(Source text Opens)
When half a loaf is worse than none

It’s possible the Supreme Court will hand down its decision on the ACA today. I honestly have no idea what they will do, of if we’ll have another week to wait. But some reports put out recently by AHIP are making me nervous. I grant you, they’re not an unbiased player here, but the story is compelling:

In 1993, Washington adopted what then was one of the most extensive health-care reforms ever enacted by a state.

The law promised the grail of near-universal coverage while controlling costs. Waiting periods for pre-existing conditions were effectively abolished and insurers were required to sell policies to anyone who could pay. To attempt to control costs, the law provided for premium caps to be phased in only if competition among insurers failed to moderate increases. It also included mandates that uninsured individuals buy their own policies and that employers pay at least 50 percent of the cost of insuring their workers, and that uninsured individuals buy their own policies.

But the law was not implemented as originally intended, and as Washington residents soon discovered, unless these types of insurance market reforms are paired with an effective requirement for everyone to purchase coverage, serious market disruption is likely, creating real problems for employers, families and individuals.

Critically, key features of Washington’s Health Services Act of 1993 were repealed within 18 months, including provisions that individuals be required to purchase coverage and that employers be required to
offer it to their employees. At the same time, legislators left in force new consumer protection provisions, such as eliminating waiting periods for pre-existing conditions and guaranteeing that an insurance policy would be issued to anyone who could pay. Well-intentioned as these protections were, keeping them in force without strong, effective mechanisms to get everyone in the insurance pool, produced a “death spiral” in the individual market. Higher-risk individuals bought policies that were previously unavailable to them causing premiums to rise, and some healthy people took their chances and dropped their coverage

This is the nightmare scenario for the insurance companies. Forced to issue insurance and prohibited from individually rating plans, sick people flood the market. this raises prices, further driving out healthy people. Premiums go up and up and the market enters a death spiral. Insurance companies realize they can’t possible function in this environment, and they leave. Here’s a nice graphic demonstrating the number of insurance companies offering individual policies in WA state over time:

When the law was enacted, there were 19 such companies. Then the individual mandate was struck down. Since the other regulations remained intact, a death spiral started. By 1995, 16 companies remained. By 1999, only 2 companies remained. The rate of uninsured in WA state was 13% in 1993. By 1999, it was 15%.
(Source text Closes)
(Data Opens)
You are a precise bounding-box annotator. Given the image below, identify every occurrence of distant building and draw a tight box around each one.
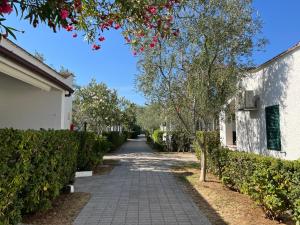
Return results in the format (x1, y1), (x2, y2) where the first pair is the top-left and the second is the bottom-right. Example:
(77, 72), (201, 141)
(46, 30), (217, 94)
(0, 39), (73, 129)
(220, 43), (300, 160)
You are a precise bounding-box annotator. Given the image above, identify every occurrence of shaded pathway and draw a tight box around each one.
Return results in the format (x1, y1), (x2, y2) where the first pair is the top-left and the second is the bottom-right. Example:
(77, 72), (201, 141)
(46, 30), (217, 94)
(74, 138), (210, 225)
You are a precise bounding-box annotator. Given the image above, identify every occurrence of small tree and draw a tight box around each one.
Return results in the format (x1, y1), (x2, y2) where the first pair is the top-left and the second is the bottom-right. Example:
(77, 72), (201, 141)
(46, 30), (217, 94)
(137, 0), (264, 181)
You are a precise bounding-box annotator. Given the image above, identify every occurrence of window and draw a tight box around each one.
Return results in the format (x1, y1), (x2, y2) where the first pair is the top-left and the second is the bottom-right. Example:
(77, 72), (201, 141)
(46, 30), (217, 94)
(265, 105), (281, 151)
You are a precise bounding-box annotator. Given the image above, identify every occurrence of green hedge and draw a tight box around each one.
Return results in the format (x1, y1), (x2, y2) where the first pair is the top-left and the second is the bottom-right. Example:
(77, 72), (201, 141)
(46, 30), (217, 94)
(103, 131), (127, 151)
(0, 129), (119, 225)
(77, 132), (112, 171)
(151, 129), (165, 151)
(0, 129), (78, 225)
(200, 133), (300, 224)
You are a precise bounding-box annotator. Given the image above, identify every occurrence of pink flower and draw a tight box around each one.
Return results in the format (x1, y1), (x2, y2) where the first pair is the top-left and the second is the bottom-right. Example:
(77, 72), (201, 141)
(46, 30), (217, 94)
(98, 37), (105, 41)
(150, 42), (155, 48)
(148, 6), (157, 15)
(0, 0), (13, 14)
(60, 9), (69, 20)
(65, 25), (74, 31)
(125, 37), (131, 43)
(115, 23), (121, 30)
(92, 44), (101, 50)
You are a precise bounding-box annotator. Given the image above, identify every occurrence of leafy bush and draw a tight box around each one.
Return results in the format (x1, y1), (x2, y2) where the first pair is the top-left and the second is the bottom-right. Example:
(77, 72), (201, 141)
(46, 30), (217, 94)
(168, 131), (191, 152)
(0, 129), (118, 225)
(151, 129), (164, 150)
(103, 131), (127, 151)
(0, 129), (78, 225)
(200, 135), (300, 224)
(77, 132), (111, 171)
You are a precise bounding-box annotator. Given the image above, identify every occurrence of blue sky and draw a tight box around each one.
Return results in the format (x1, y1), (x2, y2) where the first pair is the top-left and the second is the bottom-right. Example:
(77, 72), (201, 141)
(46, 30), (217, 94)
(3, 0), (300, 104)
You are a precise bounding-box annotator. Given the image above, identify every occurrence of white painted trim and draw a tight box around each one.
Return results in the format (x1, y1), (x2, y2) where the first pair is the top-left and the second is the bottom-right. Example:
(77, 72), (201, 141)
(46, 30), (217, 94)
(0, 56), (64, 91)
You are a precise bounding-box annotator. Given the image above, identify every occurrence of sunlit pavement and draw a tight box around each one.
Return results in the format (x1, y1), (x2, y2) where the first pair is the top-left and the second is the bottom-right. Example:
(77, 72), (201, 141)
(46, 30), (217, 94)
(74, 137), (210, 225)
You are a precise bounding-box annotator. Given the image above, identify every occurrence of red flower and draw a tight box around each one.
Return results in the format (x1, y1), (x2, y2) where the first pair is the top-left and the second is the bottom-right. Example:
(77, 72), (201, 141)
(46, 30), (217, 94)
(150, 42), (155, 48)
(173, 30), (179, 37)
(125, 37), (131, 43)
(0, 0), (13, 14)
(148, 6), (157, 15)
(115, 23), (121, 30)
(65, 25), (74, 31)
(60, 9), (69, 20)
(98, 37), (105, 41)
(93, 44), (101, 50)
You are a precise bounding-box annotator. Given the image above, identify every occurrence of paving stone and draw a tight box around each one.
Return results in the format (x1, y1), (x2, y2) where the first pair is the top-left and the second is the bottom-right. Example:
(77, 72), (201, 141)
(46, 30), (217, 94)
(73, 139), (211, 225)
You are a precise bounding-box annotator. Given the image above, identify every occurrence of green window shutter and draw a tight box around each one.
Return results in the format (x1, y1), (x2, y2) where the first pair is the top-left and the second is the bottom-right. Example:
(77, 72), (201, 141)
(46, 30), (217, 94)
(266, 105), (281, 151)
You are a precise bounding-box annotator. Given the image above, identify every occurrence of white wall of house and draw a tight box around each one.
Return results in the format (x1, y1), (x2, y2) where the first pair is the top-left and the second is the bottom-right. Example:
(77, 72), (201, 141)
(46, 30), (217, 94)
(0, 74), (72, 129)
(221, 47), (300, 159)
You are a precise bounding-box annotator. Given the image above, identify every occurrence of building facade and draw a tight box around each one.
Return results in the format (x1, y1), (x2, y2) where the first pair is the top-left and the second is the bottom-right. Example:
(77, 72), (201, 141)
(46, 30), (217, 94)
(0, 39), (73, 129)
(220, 43), (300, 160)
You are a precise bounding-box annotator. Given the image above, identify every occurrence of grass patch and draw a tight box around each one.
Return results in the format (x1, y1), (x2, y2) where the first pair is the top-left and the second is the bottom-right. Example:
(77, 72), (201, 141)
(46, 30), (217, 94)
(173, 162), (294, 225)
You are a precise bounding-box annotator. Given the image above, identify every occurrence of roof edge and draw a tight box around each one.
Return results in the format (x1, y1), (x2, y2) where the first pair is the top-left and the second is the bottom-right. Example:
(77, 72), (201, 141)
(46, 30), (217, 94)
(250, 42), (300, 73)
(0, 44), (74, 93)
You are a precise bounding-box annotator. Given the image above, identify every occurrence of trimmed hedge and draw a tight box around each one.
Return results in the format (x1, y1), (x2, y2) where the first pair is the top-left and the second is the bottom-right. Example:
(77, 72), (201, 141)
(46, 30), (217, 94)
(196, 132), (300, 222)
(103, 131), (127, 151)
(0, 129), (78, 225)
(151, 129), (165, 151)
(77, 132), (112, 171)
(0, 129), (122, 225)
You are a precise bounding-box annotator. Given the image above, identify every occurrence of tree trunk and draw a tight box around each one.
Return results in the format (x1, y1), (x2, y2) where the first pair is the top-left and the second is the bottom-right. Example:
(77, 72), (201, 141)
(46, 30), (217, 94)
(199, 148), (206, 182)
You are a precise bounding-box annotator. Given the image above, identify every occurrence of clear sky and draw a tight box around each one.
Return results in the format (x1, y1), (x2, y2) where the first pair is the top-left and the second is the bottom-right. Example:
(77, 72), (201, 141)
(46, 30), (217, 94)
(3, 0), (300, 104)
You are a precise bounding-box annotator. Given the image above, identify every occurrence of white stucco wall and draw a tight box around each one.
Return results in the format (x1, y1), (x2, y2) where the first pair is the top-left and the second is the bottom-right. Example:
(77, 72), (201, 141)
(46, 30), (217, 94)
(236, 48), (300, 159)
(0, 73), (72, 129)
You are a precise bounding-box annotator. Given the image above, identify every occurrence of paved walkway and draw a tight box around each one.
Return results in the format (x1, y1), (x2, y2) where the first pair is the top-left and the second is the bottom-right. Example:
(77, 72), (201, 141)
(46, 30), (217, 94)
(74, 138), (210, 225)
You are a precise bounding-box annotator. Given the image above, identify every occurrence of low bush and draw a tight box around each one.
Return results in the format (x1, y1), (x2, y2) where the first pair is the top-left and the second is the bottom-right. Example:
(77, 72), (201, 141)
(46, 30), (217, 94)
(103, 131), (127, 151)
(77, 132), (111, 171)
(168, 131), (192, 152)
(0, 129), (78, 225)
(198, 130), (300, 224)
(0, 129), (122, 225)
(151, 129), (165, 151)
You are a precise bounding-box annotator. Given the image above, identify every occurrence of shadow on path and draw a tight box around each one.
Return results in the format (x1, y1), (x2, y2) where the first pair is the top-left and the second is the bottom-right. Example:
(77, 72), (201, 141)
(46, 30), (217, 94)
(74, 135), (226, 225)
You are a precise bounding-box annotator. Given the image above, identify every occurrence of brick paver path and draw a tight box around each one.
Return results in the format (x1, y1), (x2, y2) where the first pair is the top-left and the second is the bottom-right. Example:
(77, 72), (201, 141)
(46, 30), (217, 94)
(74, 135), (210, 225)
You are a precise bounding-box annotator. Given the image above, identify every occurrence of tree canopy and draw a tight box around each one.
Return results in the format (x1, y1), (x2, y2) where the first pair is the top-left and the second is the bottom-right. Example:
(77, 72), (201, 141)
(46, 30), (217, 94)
(0, 0), (180, 51)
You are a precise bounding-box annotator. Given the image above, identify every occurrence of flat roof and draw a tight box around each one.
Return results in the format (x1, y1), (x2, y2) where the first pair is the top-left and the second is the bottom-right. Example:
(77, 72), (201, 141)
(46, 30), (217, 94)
(0, 39), (74, 94)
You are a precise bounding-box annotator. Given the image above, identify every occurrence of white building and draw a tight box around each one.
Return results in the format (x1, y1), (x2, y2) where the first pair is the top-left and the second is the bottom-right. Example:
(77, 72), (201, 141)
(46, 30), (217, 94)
(220, 43), (300, 160)
(0, 39), (73, 129)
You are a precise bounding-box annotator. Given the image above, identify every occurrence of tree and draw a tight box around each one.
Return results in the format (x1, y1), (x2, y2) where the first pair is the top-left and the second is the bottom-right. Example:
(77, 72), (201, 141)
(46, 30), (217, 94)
(73, 80), (120, 134)
(73, 80), (137, 134)
(137, 0), (264, 181)
(137, 103), (164, 133)
(0, 0), (179, 50)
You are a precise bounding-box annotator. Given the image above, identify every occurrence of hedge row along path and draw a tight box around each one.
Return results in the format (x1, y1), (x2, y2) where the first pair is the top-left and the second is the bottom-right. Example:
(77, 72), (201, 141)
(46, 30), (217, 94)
(74, 135), (211, 225)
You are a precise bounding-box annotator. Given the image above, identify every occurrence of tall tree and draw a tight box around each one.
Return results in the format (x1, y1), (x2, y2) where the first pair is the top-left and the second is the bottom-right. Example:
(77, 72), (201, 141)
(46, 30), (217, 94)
(137, 0), (264, 181)
(0, 0), (180, 50)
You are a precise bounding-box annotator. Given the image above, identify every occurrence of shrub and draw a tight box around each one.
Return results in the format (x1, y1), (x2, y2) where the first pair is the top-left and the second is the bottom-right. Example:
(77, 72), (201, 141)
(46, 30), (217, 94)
(0, 129), (126, 225)
(151, 129), (164, 150)
(0, 129), (78, 225)
(103, 131), (127, 151)
(77, 132), (111, 171)
(168, 131), (191, 152)
(200, 135), (300, 224)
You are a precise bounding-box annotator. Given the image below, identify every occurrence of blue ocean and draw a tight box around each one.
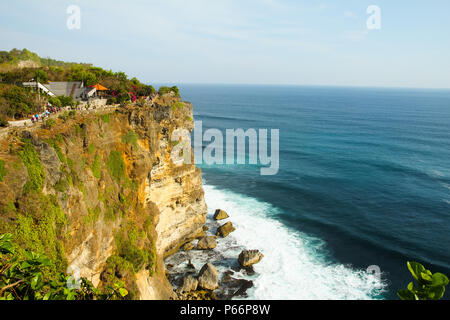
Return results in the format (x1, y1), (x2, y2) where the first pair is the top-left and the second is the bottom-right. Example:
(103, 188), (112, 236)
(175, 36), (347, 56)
(180, 85), (450, 299)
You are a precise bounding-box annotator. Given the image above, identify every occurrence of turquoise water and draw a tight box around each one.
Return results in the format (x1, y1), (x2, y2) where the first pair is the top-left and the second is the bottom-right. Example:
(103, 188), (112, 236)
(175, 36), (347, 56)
(181, 85), (450, 299)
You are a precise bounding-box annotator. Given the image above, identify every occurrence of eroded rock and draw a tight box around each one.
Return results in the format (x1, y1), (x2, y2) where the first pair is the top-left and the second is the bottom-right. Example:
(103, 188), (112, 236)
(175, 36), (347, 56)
(198, 263), (219, 290)
(178, 276), (198, 293)
(216, 222), (236, 238)
(214, 209), (228, 220)
(238, 250), (264, 267)
(197, 236), (217, 250)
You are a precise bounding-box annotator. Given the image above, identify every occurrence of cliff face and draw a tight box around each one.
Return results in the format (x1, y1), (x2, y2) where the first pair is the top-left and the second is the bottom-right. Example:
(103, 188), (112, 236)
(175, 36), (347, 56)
(0, 95), (206, 299)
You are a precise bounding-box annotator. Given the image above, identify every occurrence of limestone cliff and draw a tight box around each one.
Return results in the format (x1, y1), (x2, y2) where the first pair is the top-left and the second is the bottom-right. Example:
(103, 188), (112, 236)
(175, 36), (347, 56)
(0, 95), (206, 299)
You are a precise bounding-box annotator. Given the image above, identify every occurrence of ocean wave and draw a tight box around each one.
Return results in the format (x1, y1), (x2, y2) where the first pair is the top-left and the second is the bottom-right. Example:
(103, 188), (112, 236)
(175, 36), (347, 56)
(204, 185), (386, 300)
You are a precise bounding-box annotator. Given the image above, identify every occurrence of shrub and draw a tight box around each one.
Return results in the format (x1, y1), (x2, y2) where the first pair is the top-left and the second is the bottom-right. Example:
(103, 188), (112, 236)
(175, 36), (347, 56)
(397, 262), (449, 300)
(0, 117), (8, 128)
(158, 86), (180, 97)
(100, 113), (111, 123)
(0, 234), (128, 300)
(19, 140), (45, 191)
(0, 160), (6, 182)
(122, 130), (139, 148)
(107, 151), (127, 182)
(44, 119), (56, 130)
(91, 154), (102, 179)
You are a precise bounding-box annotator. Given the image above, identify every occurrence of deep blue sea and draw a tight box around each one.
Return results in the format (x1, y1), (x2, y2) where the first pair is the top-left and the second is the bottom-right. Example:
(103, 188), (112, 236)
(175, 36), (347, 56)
(180, 85), (450, 299)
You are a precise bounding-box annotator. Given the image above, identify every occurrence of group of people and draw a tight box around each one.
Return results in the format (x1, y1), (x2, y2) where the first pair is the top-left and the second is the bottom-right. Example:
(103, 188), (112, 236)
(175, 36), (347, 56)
(31, 103), (60, 123)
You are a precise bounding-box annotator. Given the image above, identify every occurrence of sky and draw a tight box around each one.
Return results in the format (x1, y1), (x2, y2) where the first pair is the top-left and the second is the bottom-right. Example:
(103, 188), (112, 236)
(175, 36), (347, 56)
(0, 0), (450, 88)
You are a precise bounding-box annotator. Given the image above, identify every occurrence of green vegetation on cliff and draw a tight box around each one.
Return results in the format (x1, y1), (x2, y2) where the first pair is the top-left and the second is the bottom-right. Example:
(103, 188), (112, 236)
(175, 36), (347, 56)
(19, 140), (45, 193)
(0, 234), (128, 300)
(397, 261), (449, 300)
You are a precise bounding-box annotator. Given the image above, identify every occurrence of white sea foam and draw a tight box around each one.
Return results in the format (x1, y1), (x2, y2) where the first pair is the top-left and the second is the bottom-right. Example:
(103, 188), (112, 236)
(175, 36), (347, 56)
(204, 185), (385, 300)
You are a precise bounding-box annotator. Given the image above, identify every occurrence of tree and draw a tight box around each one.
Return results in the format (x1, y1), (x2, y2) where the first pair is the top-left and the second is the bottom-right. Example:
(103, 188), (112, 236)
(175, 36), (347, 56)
(397, 261), (449, 300)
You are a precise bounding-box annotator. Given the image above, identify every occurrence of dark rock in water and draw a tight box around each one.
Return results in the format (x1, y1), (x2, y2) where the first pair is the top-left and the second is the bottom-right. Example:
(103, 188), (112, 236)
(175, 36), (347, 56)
(216, 222), (236, 238)
(217, 270), (253, 300)
(233, 279), (253, 297)
(222, 270), (234, 283)
(183, 242), (194, 251)
(197, 236), (217, 250)
(244, 266), (256, 276)
(238, 250), (264, 267)
(214, 209), (228, 221)
(187, 259), (195, 270)
(198, 263), (219, 290)
(178, 276), (198, 293)
(195, 230), (206, 239)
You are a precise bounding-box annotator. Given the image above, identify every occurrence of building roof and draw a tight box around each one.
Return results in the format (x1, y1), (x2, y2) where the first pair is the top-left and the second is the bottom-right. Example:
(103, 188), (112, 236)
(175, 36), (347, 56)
(91, 83), (109, 91)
(Data Closes)
Task list:
a - List every provision of Washington's 1993 health-care law that the post on that reform describes.
b - Carry on the post about Washington's 1993 health-care reform, starting after its final sentence.

Exercise responses:
a -
- Waiting periods for pre-existing conditions were effectively abolished.
- Insurers were required to sell policies to anyone who could pay.
- Premium caps would be phased in only if competition among insurers failed to moderate increases.
- Uninsured individuals were required to buy their own policies.
- Employers were required to pay at least 50 percent of the cost of insuring their workers.

b -
Years later, other policies have tried to fix this. There are now waiting periods for buying insurance, and government plans for the sickest patients, to remove them from the risk pool. Still, the number of insurance companies offering plans in WA state is less than half that before “reform”.

Lately, there’s been some talk of keeping the “nice” parts of the bill around, while getting rid of the icky mandate. That makes for nice soundbites. It could, however, make for policy that is worse than what we had before. There’s a reason that the mandate, as unpopular as it is, was stuck in the law. There are ways to make the ACA work without a mandate, but all require some sort of legislative action from Congress and the President. That seems unlikely in the near future.